start Stored rows
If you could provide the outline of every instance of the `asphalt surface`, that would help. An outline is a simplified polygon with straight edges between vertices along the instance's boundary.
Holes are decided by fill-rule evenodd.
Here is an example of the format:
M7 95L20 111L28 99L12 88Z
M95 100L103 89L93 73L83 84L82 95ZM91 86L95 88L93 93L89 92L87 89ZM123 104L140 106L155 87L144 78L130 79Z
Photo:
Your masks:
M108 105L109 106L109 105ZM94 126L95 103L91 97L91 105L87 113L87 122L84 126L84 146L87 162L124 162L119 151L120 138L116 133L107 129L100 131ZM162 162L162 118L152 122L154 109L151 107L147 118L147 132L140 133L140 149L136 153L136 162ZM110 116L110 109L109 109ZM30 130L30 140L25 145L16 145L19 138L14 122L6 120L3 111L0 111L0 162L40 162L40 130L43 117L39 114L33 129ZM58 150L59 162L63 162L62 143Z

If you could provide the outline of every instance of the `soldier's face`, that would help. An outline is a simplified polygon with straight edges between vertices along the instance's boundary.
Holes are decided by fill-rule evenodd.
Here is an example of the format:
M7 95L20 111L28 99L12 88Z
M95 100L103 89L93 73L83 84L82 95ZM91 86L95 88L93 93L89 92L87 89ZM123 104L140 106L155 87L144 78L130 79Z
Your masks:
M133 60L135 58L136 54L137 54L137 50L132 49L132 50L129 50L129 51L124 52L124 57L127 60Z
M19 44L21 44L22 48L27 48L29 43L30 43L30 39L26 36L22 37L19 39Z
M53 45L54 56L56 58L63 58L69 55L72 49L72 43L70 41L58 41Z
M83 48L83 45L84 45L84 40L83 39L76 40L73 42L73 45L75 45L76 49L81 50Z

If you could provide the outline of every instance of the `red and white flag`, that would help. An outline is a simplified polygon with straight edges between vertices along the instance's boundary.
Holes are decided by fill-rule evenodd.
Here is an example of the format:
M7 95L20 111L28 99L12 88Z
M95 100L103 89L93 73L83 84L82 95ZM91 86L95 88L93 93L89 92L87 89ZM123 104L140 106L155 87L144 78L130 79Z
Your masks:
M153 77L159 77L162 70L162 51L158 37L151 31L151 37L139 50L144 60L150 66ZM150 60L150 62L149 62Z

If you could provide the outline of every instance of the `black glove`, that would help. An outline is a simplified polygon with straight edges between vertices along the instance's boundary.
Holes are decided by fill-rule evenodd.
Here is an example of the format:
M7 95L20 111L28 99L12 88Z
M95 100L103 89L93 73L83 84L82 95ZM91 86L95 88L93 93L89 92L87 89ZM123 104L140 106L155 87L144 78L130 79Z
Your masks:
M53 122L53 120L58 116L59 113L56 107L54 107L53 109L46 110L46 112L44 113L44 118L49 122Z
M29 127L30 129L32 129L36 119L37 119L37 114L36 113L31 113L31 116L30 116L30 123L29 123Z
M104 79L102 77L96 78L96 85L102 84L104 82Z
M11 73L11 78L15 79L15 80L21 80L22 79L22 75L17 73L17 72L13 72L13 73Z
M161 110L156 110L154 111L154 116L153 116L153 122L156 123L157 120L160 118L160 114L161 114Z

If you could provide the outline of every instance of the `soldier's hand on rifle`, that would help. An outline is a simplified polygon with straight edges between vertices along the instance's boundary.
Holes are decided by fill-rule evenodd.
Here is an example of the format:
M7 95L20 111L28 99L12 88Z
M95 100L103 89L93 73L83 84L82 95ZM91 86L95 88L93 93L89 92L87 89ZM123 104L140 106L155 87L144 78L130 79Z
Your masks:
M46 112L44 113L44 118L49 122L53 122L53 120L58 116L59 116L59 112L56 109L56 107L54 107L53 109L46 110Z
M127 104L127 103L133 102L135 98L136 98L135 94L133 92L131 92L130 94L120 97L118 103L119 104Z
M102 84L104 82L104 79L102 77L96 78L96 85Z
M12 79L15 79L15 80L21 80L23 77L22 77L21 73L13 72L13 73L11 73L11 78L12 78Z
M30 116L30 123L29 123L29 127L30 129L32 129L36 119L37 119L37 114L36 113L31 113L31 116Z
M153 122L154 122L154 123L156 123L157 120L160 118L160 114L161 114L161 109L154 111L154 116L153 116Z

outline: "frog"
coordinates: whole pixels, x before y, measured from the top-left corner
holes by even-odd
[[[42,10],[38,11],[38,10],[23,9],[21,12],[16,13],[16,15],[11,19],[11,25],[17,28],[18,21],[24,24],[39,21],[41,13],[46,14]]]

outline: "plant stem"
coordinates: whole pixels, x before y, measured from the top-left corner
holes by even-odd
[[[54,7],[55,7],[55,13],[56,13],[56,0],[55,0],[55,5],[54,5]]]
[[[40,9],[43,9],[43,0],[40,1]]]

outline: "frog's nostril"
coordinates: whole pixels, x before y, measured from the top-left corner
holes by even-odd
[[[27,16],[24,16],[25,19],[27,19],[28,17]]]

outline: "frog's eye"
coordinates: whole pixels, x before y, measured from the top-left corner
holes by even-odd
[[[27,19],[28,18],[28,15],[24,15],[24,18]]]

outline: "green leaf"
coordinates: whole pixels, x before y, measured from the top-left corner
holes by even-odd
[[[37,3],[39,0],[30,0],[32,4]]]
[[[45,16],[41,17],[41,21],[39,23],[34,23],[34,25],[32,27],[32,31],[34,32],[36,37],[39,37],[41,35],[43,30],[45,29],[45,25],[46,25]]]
end Stored rows
# What you need to do
Change "fill-rule evenodd" to "the even-odd rule" throughout all the records above, and reproduce them with everything else unaltered.

# Response to the task
If you could provide the outline of every instance of the `asphalt surface`, that would help. An outline is a simplified polygon with straight edges between vertices along the instance's boundary.
Holes are decided by the even-odd rule.
Here is an example of the format:
M7 95L20 111L28 99L12 88Z
M95 100L103 89L93 73L83 84L82 95ZM91 86L95 88L93 93L89 92L87 89ZM123 104L140 106L155 87L144 78L130 79Z
Photo:
Your masks:
M108 105L109 106L109 105ZM94 126L95 103L91 97L91 105L87 113L87 122L84 126L84 146L87 162L124 162L119 151L120 138L116 133L107 129L100 131ZM162 162L162 118L152 122L154 109L151 107L147 118L147 132L140 133L140 149L136 153L136 162ZM110 116L110 109L109 109ZM30 130L30 140L25 145L16 145L19 138L14 122L6 120L3 111L0 111L0 162L40 162L40 130L43 117L39 114L33 129ZM58 150L59 162L63 162L62 143Z

If you could provide the outline of every instance of the `soldier's face`, that would help. An outline is a simplified polygon with straight edges between vertices along the instance's boundary.
Holes are decided by the even-odd rule.
Here is an example of the format:
M7 95L20 111L28 99L12 88Z
M95 100L103 89L93 73L83 84L82 95ZM91 86L95 88L93 93L89 92L87 89ZM123 104L140 106L155 87L144 78L130 79Z
Your masks:
M133 60L135 58L136 54L137 54L137 50L132 49L132 50L129 50L129 51L124 52L124 57L127 60Z
M19 44L21 44L22 48L27 48L29 43L30 43L30 39L26 36L22 37L19 39Z
M53 45L54 56L56 58L63 58L69 55L72 49L72 43L70 41L58 41Z
M83 48L83 45L84 45L84 40L83 39L76 40L73 42L73 45L75 45L76 49L81 50Z

If you could provide the outline of every instance of the `red and white flag`, that would help. An outline is a simplified polygon with straight edges between vertices along the instance's boundary.
Holes are decided by the even-odd rule.
Here is an example of the format:
M7 95L20 111L28 99L12 88Z
M95 100L103 89L93 73L83 84L82 95ZM91 86L95 88L93 93L89 92L87 89ZM123 104L140 106L155 87L144 78L130 79Z
Your masks:
M153 77L159 77L162 70L162 51L158 37L151 31L151 37L139 50L144 60L150 66ZM150 60L150 62L149 62Z

If you could provide the outline of every instance of the `black glove`, that would help. An outline is a simplified polygon with straight edges between vertices along the instance's boundary.
Holes are decided by the even-odd rule.
Here is an example of the format:
M7 95L20 111L28 99L12 88Z
M95 100L103 89L93 73L83 84L82 95ZM91 86L95 88L93 93L89 92L87 89ZM123 104L140 106L155 87L144 78L130 79Z
Your masks:
M53 122L53 120L58 116L59 113L56 107L54 107L53 109L46 110L46 112L44 113L44 118L49 122Z
M29 127L30 129L32 129L36 119L37 119L37 114L36 113L31 113L31 116L30 116L30 123L29 123Z
M104 79L102 77L96 78L96 85L102 84L104 82Z
M11 73L11 78L15 79L15 80L21 80L22 79L22 75L17 73L17 72L13 72L13 73Z
M161 110L156 110L154 111L154 116L153 116L153 122L156 123L157 120L160 118L160 114L161 114Z

If you could provide the outline of every instance of the `soldier's hand on rifle`, that would help. An outline is a simplified polygon with straight edges between vertices along the instance's boundary.
Holes are decided by the even-odd rule.
Here is an example of the format:
M7 95L20 111L28 99L12 88Z
M95 100L103 89L93 73L83 84L82 95ZM91 86L95 88L93 93L89 92L87 89ZM123 104L140 106L155 87L144 78L130 79Z
Your masks:
M46 112L44 113L44 118L49 122L53 122L53 120L58 116L59 116L59 112L56 109L56 107L54 107L53 109L46 110Z
M127 104L127 103L133 102L135 98L136 98L135 94L133 92L131 92L130 94L120 97L118 103L119 104Z
M102 84L104 82L104 79L102 77L96 78L96 85Z
M12 79L15 79L15 80L21 80L23 77L22 77L21 73L13 72L13 73L11 73L11 78L12 78Z
M30 116L30 123L29 123L29 127L30 129L32 129L36 119L37 119L37 114L36 113L31 113L31 116Z
M153 122L154 122L154 123L156 123L157 120L160 118L160 114L161 114L161 109L154 111L154 116L153 116Z

outline: "frog"
coordinates: whole pixels, x before y, measured from the top-left corner
holes by even-odd
[[[42,10],[38,11],[38,10],[23,9],[21,12],[16,13],[16,15],[11,19],[11,25],[17,28],[18,21],[24,24],[39,21],[41,13],[46,14]]]

outline: "plant stem"
coordinates: whole pixels, x before y, measured from the top-left corner
holes by even-odd
[[[54,7],[55,7],[55,13],[56,13],[56,0],[55,0],[55,5],[54,5]]]
[[[40,9],[43,9],[43,0],[40,1]]]

outline: "frog's nostril"
coordinates: whole pixels, x before y, measured from the top-left corner
holes by even-odd
[[[27,16],[24,16],[25,19],[27,19],[28,17]]]

outline: "frog's eye"
coordinates: whole pixels, x before y, measured from the top-left corner
holes by even-odd
[[[27,19],[28,18],[28,15],[24,15],[24,18]]]

outline: "green leaf"
coordinates: whole pixels, x before y, measured from the top-left corner
holes by even-odd
[[[37,3],[39,0],[30,0],[32,4]]]
[[[45,16],[41,17],[41,21],[39,23],[34,23],[34,25],[32,27],[32,31],[34,32],[36,37],[39,37],[41,35],[43,30],[45,29],[45,25],[46,25]]]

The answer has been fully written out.